** EXERCISE TASK **
Reproduce the stretch from the line containing "Trace the outline of every instance of the tram" through the line containing "226 272 L 228", swapping "every instance, outline each" for "outline every instance" and leaving everything else unchanged.

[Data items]
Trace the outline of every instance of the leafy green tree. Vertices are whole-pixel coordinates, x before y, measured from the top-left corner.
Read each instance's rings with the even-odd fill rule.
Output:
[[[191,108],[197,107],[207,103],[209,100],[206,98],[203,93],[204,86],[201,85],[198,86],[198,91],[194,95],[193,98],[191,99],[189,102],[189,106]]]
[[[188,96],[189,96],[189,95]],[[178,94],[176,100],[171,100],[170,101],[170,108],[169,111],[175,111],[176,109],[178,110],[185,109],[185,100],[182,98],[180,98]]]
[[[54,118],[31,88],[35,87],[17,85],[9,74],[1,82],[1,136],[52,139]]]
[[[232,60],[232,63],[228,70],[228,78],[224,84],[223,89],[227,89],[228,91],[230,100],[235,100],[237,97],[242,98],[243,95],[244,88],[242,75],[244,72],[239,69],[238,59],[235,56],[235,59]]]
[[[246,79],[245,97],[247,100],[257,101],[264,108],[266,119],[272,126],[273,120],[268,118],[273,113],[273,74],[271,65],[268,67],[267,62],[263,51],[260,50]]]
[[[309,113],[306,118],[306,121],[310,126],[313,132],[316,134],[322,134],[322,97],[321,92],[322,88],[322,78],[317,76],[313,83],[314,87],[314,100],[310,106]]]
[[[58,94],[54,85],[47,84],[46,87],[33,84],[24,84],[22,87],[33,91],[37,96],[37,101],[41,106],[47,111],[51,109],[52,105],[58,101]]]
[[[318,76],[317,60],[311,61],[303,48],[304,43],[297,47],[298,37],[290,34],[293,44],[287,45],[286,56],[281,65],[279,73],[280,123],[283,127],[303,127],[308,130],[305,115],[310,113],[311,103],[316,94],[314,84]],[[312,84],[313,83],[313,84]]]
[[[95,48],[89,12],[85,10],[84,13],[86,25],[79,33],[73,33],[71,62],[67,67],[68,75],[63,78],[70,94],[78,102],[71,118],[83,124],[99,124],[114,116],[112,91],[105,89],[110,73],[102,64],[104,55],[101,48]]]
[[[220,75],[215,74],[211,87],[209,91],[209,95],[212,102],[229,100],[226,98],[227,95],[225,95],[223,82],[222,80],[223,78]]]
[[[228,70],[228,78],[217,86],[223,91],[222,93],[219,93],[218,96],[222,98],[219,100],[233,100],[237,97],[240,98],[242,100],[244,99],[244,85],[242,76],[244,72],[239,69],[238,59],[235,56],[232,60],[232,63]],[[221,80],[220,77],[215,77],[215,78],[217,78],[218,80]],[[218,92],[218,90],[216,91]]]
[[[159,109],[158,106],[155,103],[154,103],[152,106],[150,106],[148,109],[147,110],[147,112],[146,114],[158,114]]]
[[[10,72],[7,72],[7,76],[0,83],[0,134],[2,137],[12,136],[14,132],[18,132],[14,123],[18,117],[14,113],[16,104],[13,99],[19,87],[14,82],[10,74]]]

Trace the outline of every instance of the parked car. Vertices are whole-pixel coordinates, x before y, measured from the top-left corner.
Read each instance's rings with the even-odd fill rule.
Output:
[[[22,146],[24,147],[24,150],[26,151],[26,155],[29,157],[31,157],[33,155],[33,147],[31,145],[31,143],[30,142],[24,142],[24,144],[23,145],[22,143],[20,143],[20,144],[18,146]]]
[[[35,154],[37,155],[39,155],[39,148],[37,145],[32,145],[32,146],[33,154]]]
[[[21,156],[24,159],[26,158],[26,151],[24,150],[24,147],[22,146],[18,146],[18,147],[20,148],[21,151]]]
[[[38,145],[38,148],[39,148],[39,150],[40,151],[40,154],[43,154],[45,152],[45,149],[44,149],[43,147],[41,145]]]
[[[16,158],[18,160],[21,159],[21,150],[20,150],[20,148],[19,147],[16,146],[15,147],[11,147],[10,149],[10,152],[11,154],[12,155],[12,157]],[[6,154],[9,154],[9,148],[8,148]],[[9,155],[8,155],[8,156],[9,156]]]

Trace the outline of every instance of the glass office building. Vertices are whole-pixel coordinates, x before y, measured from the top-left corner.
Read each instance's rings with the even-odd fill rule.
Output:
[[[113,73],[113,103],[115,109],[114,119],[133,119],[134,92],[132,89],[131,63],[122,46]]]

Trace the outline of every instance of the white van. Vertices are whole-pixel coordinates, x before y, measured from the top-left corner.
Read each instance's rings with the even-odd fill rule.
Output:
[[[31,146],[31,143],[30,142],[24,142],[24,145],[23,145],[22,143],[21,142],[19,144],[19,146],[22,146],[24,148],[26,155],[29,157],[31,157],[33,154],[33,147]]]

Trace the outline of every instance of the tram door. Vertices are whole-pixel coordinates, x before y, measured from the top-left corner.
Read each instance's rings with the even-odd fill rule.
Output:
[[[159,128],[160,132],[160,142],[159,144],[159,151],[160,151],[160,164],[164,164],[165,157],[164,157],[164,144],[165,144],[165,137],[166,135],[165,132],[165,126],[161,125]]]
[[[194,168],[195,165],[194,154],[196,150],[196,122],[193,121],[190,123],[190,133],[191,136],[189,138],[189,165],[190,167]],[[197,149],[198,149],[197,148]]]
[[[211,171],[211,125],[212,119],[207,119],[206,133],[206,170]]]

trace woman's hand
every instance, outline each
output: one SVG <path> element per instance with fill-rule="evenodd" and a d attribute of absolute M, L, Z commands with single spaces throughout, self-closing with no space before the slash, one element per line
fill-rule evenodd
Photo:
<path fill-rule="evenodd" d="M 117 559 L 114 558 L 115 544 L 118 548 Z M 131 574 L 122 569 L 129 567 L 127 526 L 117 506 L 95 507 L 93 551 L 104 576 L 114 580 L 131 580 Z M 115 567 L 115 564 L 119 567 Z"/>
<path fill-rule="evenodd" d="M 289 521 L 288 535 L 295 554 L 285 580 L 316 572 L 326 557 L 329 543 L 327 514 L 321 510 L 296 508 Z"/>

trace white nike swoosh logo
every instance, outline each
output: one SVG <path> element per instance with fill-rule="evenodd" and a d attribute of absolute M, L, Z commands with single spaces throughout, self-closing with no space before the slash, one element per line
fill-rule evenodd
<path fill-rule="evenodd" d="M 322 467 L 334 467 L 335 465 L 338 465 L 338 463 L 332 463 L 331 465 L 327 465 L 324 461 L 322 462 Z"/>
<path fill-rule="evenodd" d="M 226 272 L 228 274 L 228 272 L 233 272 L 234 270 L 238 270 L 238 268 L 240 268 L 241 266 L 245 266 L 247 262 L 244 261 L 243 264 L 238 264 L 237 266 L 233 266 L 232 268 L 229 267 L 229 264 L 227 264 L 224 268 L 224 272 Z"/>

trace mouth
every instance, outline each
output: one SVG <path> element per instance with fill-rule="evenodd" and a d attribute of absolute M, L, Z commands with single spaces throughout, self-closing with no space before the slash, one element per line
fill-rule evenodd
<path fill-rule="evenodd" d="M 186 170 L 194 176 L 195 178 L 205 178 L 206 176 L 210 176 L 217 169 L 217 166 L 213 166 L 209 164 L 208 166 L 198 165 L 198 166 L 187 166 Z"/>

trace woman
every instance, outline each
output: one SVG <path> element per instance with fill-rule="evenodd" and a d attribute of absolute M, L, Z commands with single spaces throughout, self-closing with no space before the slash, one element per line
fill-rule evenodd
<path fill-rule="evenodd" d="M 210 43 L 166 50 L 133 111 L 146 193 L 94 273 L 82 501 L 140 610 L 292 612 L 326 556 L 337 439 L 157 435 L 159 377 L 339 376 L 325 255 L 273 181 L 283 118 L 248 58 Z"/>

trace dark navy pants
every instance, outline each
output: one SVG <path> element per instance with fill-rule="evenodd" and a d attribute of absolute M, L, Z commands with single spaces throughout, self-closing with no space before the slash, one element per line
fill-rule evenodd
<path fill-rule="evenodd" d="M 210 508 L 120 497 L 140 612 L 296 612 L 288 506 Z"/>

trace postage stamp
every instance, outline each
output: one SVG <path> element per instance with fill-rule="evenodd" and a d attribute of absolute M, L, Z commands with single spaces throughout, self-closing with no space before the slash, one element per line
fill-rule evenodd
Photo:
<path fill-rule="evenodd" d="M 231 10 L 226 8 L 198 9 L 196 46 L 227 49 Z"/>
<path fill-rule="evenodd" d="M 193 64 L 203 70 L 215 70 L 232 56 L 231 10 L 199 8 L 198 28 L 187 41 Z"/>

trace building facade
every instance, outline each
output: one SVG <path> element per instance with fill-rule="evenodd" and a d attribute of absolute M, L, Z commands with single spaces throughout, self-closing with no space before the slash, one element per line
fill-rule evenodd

** FINISHED EXERCISE **
Trace the outline of every instance of the tram door. Vertices are whole-pixel coordinates, x before y, measured from the top-left corner.
Read each instance's rings with the even-odd fill rule.
Output:
[[[159,128],[160,132],[160,142],[159,144],[159,151],[160,151],[160,164],[164,164],[165,157],[164,157],[164,144],[165,144],[165,137],[166,135],[165,132],[165,126],[161,125]]]
[[[194,168],[195,165],[194,154],[196,150],[196,122],[193,121],[190,123],[190,133],[191,136],[189,138],[189,165],[190,167]],[[197,149],[198,149],[197,148]]]
[[[211,171],[211,125],[212,119],[207,119],[206,133],[206,170]]]

trace woman's hand
outline every instance
output: one SVG <path> element per instance with fill-rule="evenodd" and a d attribute of absolute M, L, Z commands with single spaces throughout, self-closing with no space before the slash, one element per line
fill-rule evenodd
Photo:
<path fill-rule="evenodd" d="M 117 559 L 114 558 L 115 544 L 118 548 Z M 131 574 L 122 569 L 129 567 L 127 526 L 117 506 L 95 507 L 93 551 L 104 576 L 114 580 L 131 580 Z M 115 567 L 115 564 L 119 567 Z"/>
<path fill-rule="evenodd" d="M 289 521 L 288 535 L 295 554 L 285 580 L 316 572 L 326 557 L 329 543 L 327 514 L 321 510 L 296 508 Z"/>

trace white nike swoosh logo
outline every instance
output: one SVG <path> element per instance with fill-rule="evenodd" and a d attribute of absolute M, L, Z commands with single spaces throughout, self-closing with no space before the slash, one element per line
fill-rule evenodd
<path fill-rule="evenodd" d="M 322 467 L 334 467 L 335 465 L 338 465 L 338 463 L 332 463 L 331 465 L 327 465 L 324 461 L 322 462 Z"/>
<path fill-rule="evenodd" d="M 226 272 L 228 274 L 228 272 L 233 272 L 234 270 L 238 270 L 238 268 L 240 268 L 241 266 L 245 266 L 247 262 L 244 261 L 243 264 L 238 264 L 237 266 L 233 266 L 232 268 L 229 267 L 229 264 L 227 264 L 224 268 L 224 272 Z"/>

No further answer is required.